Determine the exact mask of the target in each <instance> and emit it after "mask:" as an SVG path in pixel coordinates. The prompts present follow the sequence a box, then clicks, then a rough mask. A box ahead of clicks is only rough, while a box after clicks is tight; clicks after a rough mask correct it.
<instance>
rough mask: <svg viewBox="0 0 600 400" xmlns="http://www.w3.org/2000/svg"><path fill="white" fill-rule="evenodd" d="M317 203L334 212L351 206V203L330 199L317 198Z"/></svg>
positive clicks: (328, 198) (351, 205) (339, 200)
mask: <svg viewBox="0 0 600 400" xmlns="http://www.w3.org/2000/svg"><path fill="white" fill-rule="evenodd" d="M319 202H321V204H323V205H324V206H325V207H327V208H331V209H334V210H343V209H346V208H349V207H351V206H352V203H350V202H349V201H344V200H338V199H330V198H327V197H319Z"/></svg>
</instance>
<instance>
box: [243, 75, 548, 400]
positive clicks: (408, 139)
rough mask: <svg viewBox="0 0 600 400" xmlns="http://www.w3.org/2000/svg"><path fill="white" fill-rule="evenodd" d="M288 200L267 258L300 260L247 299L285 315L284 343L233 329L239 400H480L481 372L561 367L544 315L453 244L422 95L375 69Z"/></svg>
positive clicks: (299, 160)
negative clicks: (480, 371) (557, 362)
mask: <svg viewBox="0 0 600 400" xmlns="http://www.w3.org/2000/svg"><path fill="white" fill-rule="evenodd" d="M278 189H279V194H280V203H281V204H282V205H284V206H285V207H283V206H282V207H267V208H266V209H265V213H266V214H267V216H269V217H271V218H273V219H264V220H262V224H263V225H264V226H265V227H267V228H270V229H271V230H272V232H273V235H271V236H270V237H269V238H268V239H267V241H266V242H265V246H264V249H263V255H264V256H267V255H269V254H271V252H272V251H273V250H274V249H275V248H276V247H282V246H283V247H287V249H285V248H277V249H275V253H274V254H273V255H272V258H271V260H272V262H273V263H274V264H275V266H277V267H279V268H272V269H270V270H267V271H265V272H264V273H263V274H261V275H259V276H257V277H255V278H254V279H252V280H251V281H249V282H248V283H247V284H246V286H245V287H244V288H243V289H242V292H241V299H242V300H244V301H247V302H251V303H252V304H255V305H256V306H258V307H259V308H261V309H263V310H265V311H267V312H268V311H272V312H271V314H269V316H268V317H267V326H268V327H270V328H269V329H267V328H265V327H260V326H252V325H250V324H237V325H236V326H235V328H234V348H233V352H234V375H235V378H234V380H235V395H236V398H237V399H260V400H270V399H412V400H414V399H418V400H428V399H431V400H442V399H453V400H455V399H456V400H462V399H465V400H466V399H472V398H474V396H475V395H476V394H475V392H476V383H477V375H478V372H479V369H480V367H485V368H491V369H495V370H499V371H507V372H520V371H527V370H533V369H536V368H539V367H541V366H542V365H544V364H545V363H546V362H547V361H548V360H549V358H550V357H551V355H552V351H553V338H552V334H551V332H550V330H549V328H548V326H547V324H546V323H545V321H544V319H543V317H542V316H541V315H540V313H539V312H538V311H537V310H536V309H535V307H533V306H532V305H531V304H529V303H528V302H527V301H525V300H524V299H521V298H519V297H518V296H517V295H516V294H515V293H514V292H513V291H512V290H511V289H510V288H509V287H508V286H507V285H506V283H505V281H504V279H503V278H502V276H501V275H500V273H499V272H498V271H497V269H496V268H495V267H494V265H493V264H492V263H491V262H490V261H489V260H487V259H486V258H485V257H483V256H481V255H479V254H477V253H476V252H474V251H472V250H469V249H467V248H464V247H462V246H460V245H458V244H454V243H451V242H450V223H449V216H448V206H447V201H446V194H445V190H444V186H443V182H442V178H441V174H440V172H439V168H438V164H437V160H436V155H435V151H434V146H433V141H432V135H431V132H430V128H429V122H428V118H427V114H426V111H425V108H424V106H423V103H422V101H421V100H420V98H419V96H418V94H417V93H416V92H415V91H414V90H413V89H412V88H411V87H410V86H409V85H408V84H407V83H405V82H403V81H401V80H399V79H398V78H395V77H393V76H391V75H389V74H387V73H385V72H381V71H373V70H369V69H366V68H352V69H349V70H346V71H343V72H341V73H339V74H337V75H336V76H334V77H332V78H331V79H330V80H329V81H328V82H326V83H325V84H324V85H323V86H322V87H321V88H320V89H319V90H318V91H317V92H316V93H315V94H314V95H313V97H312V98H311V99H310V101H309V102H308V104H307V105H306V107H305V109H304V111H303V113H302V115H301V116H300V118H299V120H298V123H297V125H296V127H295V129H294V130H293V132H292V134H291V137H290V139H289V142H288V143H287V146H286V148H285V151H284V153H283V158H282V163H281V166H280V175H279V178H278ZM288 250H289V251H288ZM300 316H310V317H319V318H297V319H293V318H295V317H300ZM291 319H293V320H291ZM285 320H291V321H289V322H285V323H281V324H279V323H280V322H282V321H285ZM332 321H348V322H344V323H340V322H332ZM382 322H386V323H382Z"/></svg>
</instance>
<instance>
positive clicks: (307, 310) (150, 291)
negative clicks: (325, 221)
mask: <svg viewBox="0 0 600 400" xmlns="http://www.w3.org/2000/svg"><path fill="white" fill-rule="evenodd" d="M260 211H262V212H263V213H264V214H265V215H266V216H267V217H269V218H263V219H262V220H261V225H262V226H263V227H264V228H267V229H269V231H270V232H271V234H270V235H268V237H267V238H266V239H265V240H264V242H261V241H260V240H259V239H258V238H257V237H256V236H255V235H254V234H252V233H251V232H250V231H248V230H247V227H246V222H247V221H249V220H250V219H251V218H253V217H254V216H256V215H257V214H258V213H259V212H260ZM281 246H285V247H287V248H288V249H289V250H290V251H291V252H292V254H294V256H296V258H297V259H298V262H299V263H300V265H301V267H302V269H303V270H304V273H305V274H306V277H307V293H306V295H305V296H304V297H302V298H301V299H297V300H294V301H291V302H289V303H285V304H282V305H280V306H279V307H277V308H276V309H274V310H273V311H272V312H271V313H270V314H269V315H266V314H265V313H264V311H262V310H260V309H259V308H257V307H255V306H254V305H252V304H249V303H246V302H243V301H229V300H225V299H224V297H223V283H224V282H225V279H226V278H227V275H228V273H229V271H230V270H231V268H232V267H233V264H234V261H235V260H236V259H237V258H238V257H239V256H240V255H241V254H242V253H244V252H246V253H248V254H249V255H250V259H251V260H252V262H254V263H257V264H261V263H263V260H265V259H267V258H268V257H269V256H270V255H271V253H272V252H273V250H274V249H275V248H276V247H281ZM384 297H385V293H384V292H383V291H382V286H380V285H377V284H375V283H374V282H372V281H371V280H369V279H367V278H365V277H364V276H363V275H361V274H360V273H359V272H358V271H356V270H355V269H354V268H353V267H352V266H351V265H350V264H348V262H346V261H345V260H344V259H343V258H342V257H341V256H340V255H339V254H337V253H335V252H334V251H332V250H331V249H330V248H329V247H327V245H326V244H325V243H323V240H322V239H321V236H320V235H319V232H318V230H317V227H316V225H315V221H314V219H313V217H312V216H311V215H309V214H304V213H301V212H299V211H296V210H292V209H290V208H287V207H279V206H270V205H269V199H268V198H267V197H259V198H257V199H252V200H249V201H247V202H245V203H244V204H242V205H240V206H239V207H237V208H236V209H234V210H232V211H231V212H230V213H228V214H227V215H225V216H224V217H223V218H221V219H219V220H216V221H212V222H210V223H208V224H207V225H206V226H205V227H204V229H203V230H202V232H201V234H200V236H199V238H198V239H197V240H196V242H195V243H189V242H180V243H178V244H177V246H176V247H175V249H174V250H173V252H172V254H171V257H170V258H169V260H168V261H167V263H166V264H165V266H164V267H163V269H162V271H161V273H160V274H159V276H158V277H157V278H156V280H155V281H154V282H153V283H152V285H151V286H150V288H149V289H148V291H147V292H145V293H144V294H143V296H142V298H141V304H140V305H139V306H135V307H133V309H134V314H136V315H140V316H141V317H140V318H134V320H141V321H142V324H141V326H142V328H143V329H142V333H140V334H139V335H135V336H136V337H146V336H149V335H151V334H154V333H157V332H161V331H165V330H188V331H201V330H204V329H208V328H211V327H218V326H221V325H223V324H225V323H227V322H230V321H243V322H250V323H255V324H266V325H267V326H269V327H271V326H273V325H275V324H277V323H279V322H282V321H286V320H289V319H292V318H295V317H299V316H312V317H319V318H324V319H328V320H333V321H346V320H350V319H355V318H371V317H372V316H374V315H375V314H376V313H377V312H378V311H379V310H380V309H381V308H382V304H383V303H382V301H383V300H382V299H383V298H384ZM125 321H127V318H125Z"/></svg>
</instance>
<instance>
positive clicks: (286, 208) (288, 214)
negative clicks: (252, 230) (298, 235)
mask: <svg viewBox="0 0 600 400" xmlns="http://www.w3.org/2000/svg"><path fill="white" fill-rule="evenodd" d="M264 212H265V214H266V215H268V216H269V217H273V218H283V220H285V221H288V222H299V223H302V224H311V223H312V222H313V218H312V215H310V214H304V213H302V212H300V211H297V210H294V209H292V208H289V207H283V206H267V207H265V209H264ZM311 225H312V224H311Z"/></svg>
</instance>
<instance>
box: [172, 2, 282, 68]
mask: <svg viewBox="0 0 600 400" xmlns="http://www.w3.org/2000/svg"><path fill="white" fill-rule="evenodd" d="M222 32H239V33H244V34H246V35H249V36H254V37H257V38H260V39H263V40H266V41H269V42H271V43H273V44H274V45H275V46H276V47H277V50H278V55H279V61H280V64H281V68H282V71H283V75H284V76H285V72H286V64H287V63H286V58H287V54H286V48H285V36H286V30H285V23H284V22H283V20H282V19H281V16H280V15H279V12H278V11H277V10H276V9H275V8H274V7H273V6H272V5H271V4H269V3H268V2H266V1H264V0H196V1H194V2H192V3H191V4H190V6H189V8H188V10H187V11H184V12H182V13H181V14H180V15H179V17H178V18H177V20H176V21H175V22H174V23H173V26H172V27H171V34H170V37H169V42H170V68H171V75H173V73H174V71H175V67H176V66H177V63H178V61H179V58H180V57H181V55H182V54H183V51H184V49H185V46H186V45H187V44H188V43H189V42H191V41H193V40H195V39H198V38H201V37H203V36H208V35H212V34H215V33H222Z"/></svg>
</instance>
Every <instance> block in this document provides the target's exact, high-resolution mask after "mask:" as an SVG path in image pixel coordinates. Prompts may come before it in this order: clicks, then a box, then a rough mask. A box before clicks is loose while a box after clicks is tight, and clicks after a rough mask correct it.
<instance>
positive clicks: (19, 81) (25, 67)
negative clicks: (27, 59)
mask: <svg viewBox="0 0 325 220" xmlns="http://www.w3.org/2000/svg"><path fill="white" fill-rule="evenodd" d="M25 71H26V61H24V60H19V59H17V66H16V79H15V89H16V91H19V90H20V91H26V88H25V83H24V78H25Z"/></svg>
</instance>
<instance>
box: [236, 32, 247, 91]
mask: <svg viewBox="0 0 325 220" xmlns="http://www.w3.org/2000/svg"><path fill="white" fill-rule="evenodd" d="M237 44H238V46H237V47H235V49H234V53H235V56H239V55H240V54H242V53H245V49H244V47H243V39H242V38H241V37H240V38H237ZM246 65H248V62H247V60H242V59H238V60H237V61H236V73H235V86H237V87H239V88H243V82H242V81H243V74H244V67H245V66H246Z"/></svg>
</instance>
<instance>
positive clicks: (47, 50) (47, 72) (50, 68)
******************************
◆ TRY IT: If a line in the material contains "tight", show it.

◆ ANSWER TO THE EXERCISE:
Determine the exact mask of the target in each <instance> and emit it after "mask:" as an SVG path in pixel coordinates. The prompts present follow the sequence a box, then clicks, then a rough mask. A box ahead of clicks is only rough, while a box after clicks is tight; clicks after a rough mask correct it.
Every <instance> block in this document provides the target's exact, high-resolution mask after "mask:" as an SVG path in image pixel coordinates. Prompts may come before it in this order: clicks, then a box, then a rough mask. A box before clicks is loose while a box after clicks is tight, and clicks after a rough mask correct it.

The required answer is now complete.